TEXT BLOCK:
Flashback first opened in 1985 at Six Flags Great America (at Gurnee, Illinois) as Z-Force. It was a prototype Space Diver that was purchased from the Intamin testing facility. In 1987, the ride was closed. The site was later used for a Bolliger & Mabillard stand-up roller coaster named Iron Wolf.

===Six Flags Over Georgia (1988-1991)===
Following the ride's closure at Six Flags Great America, it was relocated to Six Flags Over Georgia, west of Atlanta. On July 18, 1989, an 11-year-old boy from Talladega, Alabama, became unconscious while riding Z-Force. Park staff performed CPR, but the victim was pronounced dead after being taken to HCA Parkway Medical Center. An autopsy failed to pinpoint the cause of death.
The ride opened in 1988 before closing three seasons later in 1991.

===Six Flags Magic Mountain (1992-2007)===
The ride's final relocation was to Six Flags Magic Mountain in California. As part of the relocation, the ride was renamed from Z-Force to Flashback. It opened at the park in 1992.

Flashback gained a reputation as a painful ride experience. Riders would hit their heads on the uncomfortable restraints during each hairpin dive. In June 1995, Six Flags Magic Mountain opened a water park named Hurricane Harbor right next to the ride. Flashback was so noisy that the lifeguards were distracted, as well as the guests at Hurricane Harbor. Following these complaints, the ride would remain closed from May to September beginning in 1996.

The ride was closed from 2003 until 2007. On January 23, 2007, the park announced that Flashback would be removed along with Psyclone. Originally, the park stated that Flashback may be re-built within the park for 2008, however it was dismantled and scrapped in December 2007.

==Summary==
===Ride experience===
Flashback was the world's only hairpin-drop roller coaster, with 6 head-over-heels dives and a 540-degree upward spiral. It was also the only Space Dive coaster ever to be built. It was all packed into a relatively small area with 1900 ft of track stacked above each other. The drops were severe, producing a free-fall experience on the plunges; fast steel switchbacks connected the turns just before trains flew into the gravity-defying upward spiral. Trains reached a max of 35 mph, with a 3-g force on the one and a half minute ride.

=== Track ===
Throughout its life, Flashback's track was painted blue with white supports. The style of track used on this coaster became the signature track style of coasters built by Bolliger & Mabillard.

===Trains===
The ride featured three trains, each with five cars. Each car featured riders arranged 4 across for a total of 20 riders per train. The trains were manufactured by Giovanola. When Flashback was known as Z-Force, the trains were painted all blue with a navy blue stripe running down on the sides of the train. The trains used the same restraint system as Intamin's Looping Starship rides, with padded royal blue lap bars, and royal blue neck harnesses. After its relocation to Six Flags Magic Mountain, Flashback's trains were repainted red with a white chassis and a white stripe on the sides of each car. The shoulders restraints and lap bars were also repainted orange.

Dataset entries:
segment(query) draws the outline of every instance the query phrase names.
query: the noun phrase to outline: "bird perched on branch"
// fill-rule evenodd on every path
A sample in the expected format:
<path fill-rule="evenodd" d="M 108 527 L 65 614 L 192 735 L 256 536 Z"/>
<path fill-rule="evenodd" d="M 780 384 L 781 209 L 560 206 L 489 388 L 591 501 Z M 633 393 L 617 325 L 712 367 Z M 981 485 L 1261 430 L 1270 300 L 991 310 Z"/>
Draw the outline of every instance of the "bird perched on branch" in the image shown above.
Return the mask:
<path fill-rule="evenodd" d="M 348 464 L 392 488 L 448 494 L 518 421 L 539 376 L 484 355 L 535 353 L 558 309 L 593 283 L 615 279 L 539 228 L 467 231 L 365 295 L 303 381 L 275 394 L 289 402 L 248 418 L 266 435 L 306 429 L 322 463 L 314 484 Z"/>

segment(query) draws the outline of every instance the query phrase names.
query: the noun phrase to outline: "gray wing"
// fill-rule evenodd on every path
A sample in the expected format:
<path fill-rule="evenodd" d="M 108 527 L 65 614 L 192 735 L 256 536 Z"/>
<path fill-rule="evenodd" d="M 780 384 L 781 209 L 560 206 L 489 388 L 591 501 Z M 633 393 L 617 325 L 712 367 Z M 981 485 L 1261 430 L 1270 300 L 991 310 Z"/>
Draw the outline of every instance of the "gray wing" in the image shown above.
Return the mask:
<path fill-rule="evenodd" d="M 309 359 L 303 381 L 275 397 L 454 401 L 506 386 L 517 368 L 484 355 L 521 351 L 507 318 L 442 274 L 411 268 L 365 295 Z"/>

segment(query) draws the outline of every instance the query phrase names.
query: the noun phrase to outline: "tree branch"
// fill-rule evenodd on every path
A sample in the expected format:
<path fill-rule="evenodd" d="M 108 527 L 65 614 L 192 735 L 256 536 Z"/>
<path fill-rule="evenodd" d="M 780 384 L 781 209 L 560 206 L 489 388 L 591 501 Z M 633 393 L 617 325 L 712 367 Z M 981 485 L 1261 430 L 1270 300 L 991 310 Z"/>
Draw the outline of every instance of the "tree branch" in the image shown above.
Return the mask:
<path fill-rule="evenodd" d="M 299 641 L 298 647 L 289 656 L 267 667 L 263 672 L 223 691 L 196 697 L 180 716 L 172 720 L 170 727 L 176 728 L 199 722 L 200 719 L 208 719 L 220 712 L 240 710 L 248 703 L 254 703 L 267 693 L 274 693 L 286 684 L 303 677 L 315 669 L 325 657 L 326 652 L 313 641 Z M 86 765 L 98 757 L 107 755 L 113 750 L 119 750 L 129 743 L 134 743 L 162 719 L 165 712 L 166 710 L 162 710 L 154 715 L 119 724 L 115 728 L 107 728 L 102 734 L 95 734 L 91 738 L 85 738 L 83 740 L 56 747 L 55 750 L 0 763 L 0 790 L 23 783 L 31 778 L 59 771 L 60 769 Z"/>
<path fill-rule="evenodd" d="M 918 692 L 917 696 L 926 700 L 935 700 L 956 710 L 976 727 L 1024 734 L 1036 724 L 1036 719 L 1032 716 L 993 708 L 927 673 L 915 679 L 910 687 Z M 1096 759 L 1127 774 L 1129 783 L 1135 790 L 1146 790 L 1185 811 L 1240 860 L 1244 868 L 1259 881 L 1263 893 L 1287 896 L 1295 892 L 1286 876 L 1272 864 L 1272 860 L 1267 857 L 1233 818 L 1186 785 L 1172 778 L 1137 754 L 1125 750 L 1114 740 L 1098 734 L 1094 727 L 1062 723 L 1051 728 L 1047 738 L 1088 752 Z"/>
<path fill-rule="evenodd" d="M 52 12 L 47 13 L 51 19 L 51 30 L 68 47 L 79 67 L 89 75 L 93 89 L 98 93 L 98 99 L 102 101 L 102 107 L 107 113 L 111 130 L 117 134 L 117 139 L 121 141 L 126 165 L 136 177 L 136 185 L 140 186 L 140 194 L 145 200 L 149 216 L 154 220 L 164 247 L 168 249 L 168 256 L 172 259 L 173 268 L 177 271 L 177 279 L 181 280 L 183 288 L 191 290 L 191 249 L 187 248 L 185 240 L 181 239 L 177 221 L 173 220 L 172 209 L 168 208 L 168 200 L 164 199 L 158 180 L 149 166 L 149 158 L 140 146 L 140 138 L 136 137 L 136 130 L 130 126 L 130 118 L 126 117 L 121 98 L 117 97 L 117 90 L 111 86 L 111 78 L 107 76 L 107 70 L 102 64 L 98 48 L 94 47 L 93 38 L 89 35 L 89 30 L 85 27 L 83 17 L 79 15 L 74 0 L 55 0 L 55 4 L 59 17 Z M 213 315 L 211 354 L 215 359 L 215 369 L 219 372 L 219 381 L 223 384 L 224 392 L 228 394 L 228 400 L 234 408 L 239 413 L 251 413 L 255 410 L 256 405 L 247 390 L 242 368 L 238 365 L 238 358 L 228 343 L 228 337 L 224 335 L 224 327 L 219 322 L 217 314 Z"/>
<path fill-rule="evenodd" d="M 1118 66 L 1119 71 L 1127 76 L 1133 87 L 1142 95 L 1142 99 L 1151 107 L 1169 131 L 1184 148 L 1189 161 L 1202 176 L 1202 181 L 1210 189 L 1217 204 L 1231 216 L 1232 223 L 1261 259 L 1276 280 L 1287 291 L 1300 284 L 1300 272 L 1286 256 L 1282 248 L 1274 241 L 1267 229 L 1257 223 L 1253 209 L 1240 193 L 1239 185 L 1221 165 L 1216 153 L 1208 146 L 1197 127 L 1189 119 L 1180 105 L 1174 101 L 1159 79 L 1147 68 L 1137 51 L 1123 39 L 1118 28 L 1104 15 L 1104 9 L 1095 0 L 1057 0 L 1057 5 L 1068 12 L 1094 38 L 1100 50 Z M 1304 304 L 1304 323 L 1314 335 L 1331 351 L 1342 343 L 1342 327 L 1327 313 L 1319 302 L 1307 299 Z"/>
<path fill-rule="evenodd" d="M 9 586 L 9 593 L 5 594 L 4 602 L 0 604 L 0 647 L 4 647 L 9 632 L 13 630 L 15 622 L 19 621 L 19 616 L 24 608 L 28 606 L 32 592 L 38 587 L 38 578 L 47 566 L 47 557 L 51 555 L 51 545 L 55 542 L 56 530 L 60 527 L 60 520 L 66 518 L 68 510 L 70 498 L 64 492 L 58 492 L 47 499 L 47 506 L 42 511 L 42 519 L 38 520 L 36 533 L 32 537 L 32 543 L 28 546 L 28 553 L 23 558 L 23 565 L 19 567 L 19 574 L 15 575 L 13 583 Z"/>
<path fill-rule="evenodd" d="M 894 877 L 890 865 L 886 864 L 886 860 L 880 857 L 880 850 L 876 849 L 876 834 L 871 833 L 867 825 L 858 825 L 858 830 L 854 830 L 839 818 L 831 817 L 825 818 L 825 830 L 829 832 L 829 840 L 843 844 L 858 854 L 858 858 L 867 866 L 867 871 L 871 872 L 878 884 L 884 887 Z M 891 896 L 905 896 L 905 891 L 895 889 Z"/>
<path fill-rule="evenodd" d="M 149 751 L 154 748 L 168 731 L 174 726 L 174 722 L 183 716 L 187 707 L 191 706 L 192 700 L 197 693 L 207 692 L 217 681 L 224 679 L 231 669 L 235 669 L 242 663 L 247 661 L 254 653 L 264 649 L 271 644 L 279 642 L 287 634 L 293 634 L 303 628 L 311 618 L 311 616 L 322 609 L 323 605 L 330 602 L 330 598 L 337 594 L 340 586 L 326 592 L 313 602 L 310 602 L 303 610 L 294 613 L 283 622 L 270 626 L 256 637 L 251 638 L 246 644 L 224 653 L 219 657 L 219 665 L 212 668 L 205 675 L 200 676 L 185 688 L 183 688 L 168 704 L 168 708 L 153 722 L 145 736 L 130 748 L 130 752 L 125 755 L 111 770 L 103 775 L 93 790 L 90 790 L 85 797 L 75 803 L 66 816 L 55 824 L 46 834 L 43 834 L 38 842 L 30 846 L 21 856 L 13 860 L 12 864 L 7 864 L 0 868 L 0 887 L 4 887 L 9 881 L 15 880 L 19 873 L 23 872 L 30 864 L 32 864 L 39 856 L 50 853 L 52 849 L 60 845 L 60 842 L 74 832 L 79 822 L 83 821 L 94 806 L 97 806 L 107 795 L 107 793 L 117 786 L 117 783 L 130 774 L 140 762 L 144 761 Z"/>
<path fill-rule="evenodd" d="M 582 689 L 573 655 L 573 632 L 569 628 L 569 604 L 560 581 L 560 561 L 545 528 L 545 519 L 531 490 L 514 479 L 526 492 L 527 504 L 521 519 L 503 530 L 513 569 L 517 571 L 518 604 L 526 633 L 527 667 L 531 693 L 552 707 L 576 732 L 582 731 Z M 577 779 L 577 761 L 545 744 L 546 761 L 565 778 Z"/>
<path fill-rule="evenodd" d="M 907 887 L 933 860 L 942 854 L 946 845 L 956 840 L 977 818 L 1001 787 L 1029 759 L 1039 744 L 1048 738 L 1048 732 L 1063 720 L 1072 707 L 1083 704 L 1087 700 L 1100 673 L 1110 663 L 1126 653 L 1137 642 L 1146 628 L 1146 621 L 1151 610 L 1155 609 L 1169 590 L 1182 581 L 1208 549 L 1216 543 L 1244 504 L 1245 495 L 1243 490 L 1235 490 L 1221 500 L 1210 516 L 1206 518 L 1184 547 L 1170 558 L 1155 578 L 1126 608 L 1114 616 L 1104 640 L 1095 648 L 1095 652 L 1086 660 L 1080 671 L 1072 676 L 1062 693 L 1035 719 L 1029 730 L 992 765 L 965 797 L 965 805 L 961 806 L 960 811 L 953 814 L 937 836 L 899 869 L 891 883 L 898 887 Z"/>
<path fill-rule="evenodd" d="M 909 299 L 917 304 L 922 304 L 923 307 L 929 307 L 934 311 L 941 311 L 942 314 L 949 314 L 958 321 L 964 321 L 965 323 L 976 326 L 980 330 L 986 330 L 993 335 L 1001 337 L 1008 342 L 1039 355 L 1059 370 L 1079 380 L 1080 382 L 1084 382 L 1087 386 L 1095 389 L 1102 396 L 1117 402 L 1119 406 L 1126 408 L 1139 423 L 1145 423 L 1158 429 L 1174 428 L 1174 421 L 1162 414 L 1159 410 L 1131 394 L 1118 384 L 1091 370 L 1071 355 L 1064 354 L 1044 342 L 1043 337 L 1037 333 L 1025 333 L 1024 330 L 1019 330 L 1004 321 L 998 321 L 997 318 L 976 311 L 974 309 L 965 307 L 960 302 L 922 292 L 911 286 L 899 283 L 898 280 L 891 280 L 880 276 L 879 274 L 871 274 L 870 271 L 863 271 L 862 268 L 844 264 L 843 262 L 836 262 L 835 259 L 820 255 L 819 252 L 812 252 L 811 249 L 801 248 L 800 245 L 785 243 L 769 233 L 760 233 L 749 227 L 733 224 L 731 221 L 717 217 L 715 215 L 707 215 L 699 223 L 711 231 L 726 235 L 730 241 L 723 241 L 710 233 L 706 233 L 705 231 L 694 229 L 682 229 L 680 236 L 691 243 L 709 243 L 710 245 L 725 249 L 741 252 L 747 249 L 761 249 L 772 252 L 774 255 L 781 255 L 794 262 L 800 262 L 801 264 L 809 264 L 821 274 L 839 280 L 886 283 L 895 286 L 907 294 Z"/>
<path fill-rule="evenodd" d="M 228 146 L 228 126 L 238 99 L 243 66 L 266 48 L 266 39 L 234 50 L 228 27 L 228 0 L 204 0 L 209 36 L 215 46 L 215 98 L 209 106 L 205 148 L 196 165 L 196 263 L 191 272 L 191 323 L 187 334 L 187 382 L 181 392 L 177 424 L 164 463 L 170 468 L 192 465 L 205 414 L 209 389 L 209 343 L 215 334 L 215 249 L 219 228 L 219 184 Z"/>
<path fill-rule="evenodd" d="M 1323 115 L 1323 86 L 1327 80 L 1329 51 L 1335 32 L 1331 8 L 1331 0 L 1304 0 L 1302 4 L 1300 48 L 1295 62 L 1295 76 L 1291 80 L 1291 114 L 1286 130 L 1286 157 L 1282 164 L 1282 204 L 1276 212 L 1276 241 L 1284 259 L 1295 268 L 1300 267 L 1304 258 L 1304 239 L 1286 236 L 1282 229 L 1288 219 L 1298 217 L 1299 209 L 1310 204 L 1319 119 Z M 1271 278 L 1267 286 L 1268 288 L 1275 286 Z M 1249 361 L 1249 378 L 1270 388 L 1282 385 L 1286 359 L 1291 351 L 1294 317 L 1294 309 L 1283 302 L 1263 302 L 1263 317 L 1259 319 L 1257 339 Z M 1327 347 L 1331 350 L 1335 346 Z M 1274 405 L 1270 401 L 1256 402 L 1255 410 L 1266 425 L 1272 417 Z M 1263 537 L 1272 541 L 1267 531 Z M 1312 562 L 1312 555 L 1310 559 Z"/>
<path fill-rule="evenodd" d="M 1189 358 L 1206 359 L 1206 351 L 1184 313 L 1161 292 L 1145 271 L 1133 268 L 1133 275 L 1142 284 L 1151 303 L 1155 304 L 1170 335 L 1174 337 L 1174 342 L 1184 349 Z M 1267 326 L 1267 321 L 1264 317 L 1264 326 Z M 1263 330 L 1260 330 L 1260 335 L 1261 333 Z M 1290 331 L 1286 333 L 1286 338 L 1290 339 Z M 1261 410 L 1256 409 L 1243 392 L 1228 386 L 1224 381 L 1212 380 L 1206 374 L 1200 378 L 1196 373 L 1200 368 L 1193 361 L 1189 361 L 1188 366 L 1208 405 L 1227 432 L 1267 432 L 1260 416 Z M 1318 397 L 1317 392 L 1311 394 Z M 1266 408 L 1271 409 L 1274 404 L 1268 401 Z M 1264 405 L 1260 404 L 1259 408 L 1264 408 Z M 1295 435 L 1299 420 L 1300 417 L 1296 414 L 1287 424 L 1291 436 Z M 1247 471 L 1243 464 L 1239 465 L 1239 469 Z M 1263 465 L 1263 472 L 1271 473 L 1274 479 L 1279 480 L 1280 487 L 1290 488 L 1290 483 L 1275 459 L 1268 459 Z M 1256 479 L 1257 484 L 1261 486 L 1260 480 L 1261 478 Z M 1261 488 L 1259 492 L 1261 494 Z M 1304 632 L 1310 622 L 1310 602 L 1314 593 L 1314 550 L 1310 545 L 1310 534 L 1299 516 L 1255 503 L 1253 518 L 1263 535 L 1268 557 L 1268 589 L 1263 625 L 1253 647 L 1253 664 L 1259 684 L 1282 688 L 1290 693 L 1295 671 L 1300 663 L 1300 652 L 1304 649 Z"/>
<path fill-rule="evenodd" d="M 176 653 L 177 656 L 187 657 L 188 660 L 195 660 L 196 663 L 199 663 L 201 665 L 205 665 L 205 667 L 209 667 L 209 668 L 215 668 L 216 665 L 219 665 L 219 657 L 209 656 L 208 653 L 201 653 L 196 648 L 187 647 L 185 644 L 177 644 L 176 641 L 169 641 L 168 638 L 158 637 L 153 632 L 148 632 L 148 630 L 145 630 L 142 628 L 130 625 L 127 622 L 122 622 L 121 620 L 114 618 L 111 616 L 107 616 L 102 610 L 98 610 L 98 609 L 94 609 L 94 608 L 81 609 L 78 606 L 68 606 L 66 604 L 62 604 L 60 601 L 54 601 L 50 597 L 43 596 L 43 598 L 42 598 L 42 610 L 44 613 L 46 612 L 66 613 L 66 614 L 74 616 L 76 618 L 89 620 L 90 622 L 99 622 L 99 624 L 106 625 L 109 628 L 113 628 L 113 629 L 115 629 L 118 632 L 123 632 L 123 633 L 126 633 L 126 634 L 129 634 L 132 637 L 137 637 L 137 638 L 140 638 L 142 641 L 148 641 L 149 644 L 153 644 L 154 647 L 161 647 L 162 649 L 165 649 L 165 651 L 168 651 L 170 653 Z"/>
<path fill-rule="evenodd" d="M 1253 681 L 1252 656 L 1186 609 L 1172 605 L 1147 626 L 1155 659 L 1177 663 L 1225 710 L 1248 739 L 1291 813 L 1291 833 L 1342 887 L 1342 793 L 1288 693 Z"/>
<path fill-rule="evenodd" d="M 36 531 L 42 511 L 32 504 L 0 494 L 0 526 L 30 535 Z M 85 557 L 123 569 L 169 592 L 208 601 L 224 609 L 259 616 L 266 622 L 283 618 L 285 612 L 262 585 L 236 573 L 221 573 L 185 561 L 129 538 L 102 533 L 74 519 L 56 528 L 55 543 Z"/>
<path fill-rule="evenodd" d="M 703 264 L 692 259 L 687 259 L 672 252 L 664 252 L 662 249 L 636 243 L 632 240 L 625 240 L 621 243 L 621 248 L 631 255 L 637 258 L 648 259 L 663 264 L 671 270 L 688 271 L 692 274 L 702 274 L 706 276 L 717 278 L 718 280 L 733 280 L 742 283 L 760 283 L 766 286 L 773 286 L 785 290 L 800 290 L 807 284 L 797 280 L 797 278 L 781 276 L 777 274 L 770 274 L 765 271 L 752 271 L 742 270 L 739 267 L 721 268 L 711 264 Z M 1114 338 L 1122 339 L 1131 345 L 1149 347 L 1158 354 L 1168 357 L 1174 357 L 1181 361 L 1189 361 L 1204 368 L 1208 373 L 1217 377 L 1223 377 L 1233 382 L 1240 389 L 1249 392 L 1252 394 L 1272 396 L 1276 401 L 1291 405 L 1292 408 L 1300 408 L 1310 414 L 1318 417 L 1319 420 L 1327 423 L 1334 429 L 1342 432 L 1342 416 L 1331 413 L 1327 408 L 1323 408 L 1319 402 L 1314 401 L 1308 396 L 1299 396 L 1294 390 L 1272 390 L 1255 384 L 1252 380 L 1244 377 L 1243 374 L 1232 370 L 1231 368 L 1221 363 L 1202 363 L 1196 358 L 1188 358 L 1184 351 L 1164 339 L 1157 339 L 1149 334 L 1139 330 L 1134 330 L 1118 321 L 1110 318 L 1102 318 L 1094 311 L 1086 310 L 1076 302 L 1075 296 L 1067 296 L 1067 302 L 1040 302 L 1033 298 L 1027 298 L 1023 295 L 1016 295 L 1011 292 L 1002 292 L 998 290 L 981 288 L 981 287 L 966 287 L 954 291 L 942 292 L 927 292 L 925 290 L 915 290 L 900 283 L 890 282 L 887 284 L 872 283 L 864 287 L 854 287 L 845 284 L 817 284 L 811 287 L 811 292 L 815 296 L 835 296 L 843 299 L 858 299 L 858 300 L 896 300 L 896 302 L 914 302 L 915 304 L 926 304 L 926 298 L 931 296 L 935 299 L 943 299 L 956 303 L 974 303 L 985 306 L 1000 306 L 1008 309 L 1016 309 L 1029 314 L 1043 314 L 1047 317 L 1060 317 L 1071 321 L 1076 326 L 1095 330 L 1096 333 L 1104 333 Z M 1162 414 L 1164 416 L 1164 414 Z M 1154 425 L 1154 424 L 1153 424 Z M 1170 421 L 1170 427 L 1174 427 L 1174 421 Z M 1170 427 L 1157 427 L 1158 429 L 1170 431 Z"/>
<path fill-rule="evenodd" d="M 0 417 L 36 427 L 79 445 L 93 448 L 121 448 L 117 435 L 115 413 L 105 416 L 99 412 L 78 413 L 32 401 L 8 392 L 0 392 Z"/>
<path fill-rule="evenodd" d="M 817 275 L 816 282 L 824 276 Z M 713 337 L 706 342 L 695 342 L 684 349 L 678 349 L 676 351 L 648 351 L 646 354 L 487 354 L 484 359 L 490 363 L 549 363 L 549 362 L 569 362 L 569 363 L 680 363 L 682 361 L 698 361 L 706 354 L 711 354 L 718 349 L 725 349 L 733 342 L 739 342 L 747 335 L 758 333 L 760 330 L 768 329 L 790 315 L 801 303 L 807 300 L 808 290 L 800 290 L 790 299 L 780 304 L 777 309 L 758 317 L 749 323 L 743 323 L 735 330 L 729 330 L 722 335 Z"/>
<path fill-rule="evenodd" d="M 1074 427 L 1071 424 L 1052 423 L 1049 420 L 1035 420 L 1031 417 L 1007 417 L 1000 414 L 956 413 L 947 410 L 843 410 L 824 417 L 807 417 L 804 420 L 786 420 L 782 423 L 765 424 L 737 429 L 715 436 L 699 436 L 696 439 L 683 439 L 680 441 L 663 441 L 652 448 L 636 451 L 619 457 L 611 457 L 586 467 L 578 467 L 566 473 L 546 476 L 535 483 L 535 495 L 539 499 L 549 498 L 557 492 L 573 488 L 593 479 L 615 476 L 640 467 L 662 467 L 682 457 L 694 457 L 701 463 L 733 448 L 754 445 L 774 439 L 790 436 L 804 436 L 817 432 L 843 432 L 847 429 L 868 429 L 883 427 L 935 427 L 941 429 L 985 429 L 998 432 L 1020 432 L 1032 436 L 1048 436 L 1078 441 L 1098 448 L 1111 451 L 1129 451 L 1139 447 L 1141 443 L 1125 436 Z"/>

REQUIRED TASKS:
**a.** Please summarize the Flashback text in two sentences.
**b.** Echo the passage of the Flashback text between "Flashback first opened" and "cause of death.", inclusive.

TASK-BY-TASK OUTPUTS:
**a.** Flashback, a prototype Space Diver, opened as Z-Force at Six Flags Great America in 1985 and later ran at Six Flags Over Georgia before being renamed Flashback and opening at Six Flags Magic Mountain in 1992. It gained a reputation as painful and noisy, was closed from 2003 until 2007, and was dismantled and scrapped in December 2007.

**b.**
Flashback first opened in 1985 at Six Flags Great America (at Gurnee, Illinois) as Z-Force. It was a prototype Space Diver that was purchased from the Intamin testing facility. In 1987, the ride was closed. The site was later used for a Bolliger & Mabillard stand-up roller coaster named Iron Wolf.

===Six Flags Over Georgia (1988-1991)===
Following the ride's closure at Six Flags Great America, it was relocated to Six Flags Over Georgia, west of Atlanta. On July 18, 1989, an 11-year-old boy from Talladega, Alabama, became unconscious while riding Z-Force. Park staff performed CPR, but the victim was pronounced dead after being taken to HCA Parkway Medical Center. An autopsy failed to pinpoint the cause of death.